Task description
Write out the whole listing again, exactly.

Records supplied
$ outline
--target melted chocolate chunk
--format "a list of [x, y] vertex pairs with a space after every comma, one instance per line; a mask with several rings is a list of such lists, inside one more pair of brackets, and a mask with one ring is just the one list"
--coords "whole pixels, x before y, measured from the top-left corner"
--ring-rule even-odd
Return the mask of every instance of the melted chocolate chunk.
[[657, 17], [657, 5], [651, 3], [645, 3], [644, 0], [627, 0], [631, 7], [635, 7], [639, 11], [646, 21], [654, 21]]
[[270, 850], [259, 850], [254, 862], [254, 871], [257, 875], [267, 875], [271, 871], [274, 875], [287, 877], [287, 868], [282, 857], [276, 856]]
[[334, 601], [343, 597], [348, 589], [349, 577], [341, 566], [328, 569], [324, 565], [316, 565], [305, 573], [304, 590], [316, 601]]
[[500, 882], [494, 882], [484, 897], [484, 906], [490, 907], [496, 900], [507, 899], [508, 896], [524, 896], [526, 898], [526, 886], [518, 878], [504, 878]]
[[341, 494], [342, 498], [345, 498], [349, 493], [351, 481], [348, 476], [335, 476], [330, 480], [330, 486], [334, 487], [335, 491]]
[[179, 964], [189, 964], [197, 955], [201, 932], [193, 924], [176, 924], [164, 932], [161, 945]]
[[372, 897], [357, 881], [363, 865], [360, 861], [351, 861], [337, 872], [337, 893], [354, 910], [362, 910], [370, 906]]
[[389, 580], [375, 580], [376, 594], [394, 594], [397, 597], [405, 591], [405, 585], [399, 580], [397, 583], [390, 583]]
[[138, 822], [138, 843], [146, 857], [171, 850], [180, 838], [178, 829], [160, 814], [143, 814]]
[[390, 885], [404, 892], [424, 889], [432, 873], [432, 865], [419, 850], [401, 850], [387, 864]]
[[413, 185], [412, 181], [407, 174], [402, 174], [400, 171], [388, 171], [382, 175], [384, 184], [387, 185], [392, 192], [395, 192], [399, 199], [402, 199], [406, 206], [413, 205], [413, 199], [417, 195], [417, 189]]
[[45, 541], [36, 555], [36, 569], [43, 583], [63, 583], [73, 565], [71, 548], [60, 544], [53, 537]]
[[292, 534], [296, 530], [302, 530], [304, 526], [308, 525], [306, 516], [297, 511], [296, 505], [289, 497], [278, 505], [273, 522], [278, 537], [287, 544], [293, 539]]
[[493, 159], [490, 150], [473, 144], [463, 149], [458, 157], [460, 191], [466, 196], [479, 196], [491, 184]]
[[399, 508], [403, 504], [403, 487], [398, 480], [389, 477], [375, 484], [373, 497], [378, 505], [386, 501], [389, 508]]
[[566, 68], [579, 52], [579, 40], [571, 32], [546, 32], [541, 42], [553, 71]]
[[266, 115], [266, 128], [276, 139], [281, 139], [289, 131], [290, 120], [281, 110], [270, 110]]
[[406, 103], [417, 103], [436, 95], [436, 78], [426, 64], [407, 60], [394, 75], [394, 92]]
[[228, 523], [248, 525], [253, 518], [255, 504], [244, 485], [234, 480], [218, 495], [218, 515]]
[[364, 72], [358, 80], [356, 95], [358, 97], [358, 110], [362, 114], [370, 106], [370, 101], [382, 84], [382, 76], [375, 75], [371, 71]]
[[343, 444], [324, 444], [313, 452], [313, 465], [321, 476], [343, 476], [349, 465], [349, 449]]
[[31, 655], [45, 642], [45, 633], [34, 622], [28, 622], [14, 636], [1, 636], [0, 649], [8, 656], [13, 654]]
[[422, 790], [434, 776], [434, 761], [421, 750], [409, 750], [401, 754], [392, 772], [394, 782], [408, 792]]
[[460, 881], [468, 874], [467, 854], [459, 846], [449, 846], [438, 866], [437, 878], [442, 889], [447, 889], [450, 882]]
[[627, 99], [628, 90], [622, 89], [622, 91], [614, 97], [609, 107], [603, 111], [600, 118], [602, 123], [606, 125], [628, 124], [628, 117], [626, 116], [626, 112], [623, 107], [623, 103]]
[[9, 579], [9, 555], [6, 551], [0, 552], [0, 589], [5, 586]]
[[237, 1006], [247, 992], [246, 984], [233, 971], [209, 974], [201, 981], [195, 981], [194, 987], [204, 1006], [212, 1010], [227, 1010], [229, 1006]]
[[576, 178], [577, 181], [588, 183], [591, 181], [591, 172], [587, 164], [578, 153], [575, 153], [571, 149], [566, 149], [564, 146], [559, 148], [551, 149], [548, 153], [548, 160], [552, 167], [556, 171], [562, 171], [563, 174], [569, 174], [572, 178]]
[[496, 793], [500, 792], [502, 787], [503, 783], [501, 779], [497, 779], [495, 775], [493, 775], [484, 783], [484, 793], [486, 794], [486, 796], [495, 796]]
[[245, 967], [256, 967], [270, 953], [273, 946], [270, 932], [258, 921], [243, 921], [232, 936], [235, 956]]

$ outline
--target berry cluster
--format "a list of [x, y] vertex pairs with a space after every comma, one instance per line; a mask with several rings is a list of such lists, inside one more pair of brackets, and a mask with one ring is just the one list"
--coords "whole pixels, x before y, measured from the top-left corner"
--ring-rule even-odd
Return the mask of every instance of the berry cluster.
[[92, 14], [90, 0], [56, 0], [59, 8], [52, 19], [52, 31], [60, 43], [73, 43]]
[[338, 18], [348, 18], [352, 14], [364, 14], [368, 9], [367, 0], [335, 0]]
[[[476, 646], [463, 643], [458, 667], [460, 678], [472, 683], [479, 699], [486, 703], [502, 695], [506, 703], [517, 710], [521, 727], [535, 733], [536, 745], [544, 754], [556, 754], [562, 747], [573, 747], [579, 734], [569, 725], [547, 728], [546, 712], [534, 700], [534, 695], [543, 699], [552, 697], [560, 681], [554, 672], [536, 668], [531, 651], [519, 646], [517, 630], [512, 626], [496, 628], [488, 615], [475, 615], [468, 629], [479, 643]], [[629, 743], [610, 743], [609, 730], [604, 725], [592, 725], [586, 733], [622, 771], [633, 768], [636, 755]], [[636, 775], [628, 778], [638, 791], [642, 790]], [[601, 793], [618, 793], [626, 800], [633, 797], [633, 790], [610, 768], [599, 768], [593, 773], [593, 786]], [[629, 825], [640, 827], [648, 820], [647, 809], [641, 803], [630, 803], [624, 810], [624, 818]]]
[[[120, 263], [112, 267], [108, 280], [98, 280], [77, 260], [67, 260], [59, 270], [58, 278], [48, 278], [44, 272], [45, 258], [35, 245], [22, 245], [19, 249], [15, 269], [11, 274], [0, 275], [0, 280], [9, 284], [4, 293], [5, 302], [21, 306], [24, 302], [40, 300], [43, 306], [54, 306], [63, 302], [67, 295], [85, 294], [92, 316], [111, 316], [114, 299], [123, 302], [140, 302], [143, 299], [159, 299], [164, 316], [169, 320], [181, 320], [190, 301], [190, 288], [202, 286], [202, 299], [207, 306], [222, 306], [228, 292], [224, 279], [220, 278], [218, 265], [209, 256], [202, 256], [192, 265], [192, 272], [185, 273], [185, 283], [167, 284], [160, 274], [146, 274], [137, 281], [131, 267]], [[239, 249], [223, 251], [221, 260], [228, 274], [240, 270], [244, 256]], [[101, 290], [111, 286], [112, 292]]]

Exercise solution
$ outline
--target melted chocolate chunk
--format "a list of [x, y] vertex pairs with a space after every comma, one instance per line; a mask with several rings is a list of such lists, inside one more pair of brackets, and a mask with one ring is just the one list"
--coords "whole pixels, x before y, measured from the top-left corner"
--ring-rule even-odd
Return the mask of every instance of the melted chocolate chunk.
[[657, 17], [657, 5], [651, 3], [645, 3], [644, 0], [627, 0], [631, 7], [635, 7], [639, 11], [646, 21], [654, 21]]
[[270, 850], [259, 850], [254, 862], [254, 871], [257, 875], [267, 875], [271, 871], [274, 875], [287, 877], [287, 868], [282, 857], [276, 856]]
[[334, 601], [343, 597], [348, 589], [349, 577], [341, 566], [328, 569], [324, 565], [316, 565], [305, 573], [304, 590], [316, 601]]
[[500, 882], [494, 882], [484, 897], [484, 906], [490, 907], [496, 900], [507, 899], [508, 896], [524, 896], [526, 898], [526, 886], [518, 878], [504, 878]]
[[341, 494], [342, 498], [345, 498], [349, 493], [351, 481], [348, 476], [335, 476], [330, 480], [330, 486], [334, 487], [335, 491]]
[[179, 964], [189, 964], [197, 955], [201, 932], [193, 924], [176, 924], [164, 932], [161, 945]]
[[372, 897], [357, 881], [363, 865], [360, 861], [351, 861], [337, 872], [337, 893], [354, 910], [362, 910], [370, 906]]
[[389, 580], [375, 580], [376, 594], [394, 594], [397, 597], [405, 591], [405, 585], [399, 580], [397, 583], [390, 583]]
[[138, 822], [138, 843], [146, 857], [171, 850], [180, 838], [178, 829], [160, 814], [143, 814]]
[[390, 885], [404, 892], [424, 889], [432, 873], [432, 865], [419, 850], [401, 850], [387, 864]]
[[413, 185], [412, 181], [407, 174], [402, 174], [400, 171], [388, 171], [382, 175], [384, 184], [387, 185], [392, 192], [395, 192], [399, 199], [402, 199], [406, 206], [413, 205], [413, 199], [417, 195], [417, 189]]
[[45, 541], [36, 555], [36, 569], [43, 583], [63, 583], [73, 565], [71, 548], [60, 544], [53, 537]]
[[292, 534], [296, 530], [302, 530], [304, 526], [308, 525], [306, 516], [297, 511], [296, 505], [289, 497], [278, 505], [273, 522], [278, 537], [287, 544], [293, 539]]
[[493, 159], [490, 150], [473, 144], [463, 149], [458, 157], [460, 191], [466, 196], [479, 196], [491, 184]]
[[399, 508], [403, 504], [403, 487], [398, 480], [389, 477], [375, 484], [373, 497], [378, 505], [386, 501], [389, 508]]
[[566, 68], [579, 52], [579, 40], [571, 32], [546, 32], [541, 42], [553, 71]]
[[266, 115], [266, 128], [276, 139], [281, 139], [289, 131], [290, 120], [281, 110], [270, 110]]
[[406, 103], [417, 103], [436, 95], [436, 78], [426, 64], [407, 60], [394, 75], [394, 92]]
[[228, 523], [248, 525], [253, 518], [255, 504], [244, 485], [234, 480], [218, 495], [218, 515]]
[[364, 72], [358, 80], [356, 95], [358, 97], [358, 110], [362, 114], [370, 106], [370, 101], [382, 84], [382, 76], [375, 75], [371, 71]]
[[343, 444], [324, 444], [313, 452], [313, 465], [321, 476], [343, 476], [349, 465], [349, 449]]
[[31, 655], [45, 642], [45, 633], [34, 622], [28, 622], [14, 636], [1, 636], [0, 649], [8, 656], [13, 654]]
[[422, 790], [434, 776], [434, 761], [421, 750], [409, 750], [401, 754], [392, 772], [394, 782], [408, 792]]
[[460, 881], [468, 874], [467, 854], [459, 846], [449, 846], [438, 866], [437, 878], [442, 889], [447, 889], [450, 882]]
[[627, 99], [628, 90], [622, 89], [622, 91], [614, 97], [609, 107], [603, 111], [600, 118], [602, 123], [606, 125], [628, 124], [628, 117], [626, 116], [626, 112], [623, 107], [623, 103]]
[[9, 579], [9, 555], [6, 551], [0, 552], [0, 589], [5, 586]]
[[237, 1006], [247, 992], [246, 984], [233, 971], [209, 974], [201, 981], [195, 981], [194, 987], [204, 1006], [212, 1010], [227, 1010], [229, 1006]]
[[576, 178], [577, 181], [588, 183], [591, 181], [591, 172], [587, 164], [578, 153], [575, 153], [571, 149], [566, 149], [564, 146], [559, 148], [551, 149], [548, 153], [548, 160], [552, 167], [556, 171], [562, 171], [563, 174], [569, 174], [572, 178]]
[[496, 793], [500, 792], [502, 787], [503, 783], [501, 779], [497, 779], [495, 775], [493, 775], [484, 783], [484, 793], [486, 794], [486, 796], [495, 796]]
[[245, 967], [256, 967], [270, 953], [273, 946], [270, 932], [258, 921], [243, 921], [232, 936], [235, 956]]

$ outline
--target berry cluster
--format "a list of [x, y] vertex pairs with a space after every comma, one instance per line; a mask with several rings is a list of such lists, inside one more pair of brackets, and a mask with one ring is just the one list"
--coords "whole pixels, x before y, measured from the top-left corner"
--ring-rule even-odd
Return the mask of every instance of the berry cluster.
[[92, 14], [90, 0], [56, 0], [59, 8], [52, 19], [52, 31], [60, 43], [73, 43]]
[[338, 18], [348, 18], [352, 14], [364, 14], [368, 9], [367, 0], [335, 0]]
[[[476, 646], [463, 643], [458, 667], [460, 678], [472, 683], [479, 699], [486, 703], [502, 695], [506, 703], [517, 710], [521, 727], [535, 733], [536, 745], [544, 754], [556, 754], [562, 747], [573, 747], [579, 734], [569, 725], [547, 728], [546, 712], [534, 700], [534, 695], [543, 699], [552, 697], [560, 681], [554, 672], [536, 668], [531, 651], [519, 646], [517, 630], [512, 626], [496, 628], [488, 615], [475, 615], [468, 629], [479, 643]], [[629, 743], [610, 743], [609, 730], [604, 725], [592, 725], [586, 733], [622, 771], [633, 768], [636, 755]], [[636, 775], [628, 778], [638, 791], [642, 790]], [[601, 793], [618, 793], [626, 800], [633, 797], [633, 790], [610, 768], [599, 768], [593, 773], [593, 786]], [[629, 825], [640, 827], [648, 820], [647, 809], [641, 803], [630, 803], [624, 810], [624, 818]]]
[[[120, 263], [112, 267], [108, 280], [98, 280], [77, 260], [67, 260], [59, 270], [58, 278], [48, 278], [44, 272], [45, 258], [35, 245], [22, 245], [19, 249], [15, 269], [11, 274], [0, 275], [0, 280], [9, 284], [4, 293], [5, 302], [21, 306], [24, 302], [40, 300], [43, 306], [54, 306], [63, 302], [67, 295], [85, 294], [92, 316], [111, 316], [114, 299], [123, 302], [140, 302], [143, 299], [159, 299], [164, 316], [169, 320], [181, 320], [190, 301], [190, 288], [202, 286], [202, 299], [207, 306], [222, 306], [228, 292], [224, 279], [220, 278], [218, 265], [209, 256], [202, 256], [192, 265], [192, 272], [185, 273], [185, 283], [167, 284], [160, 274], [146, 274], [137, 281], [131, 267]], [[239, 249], [223, 251], [221, 260], [228, 274], [240, 270], [244, 256]], [[101, 290], [111, 286], [112, 292]]]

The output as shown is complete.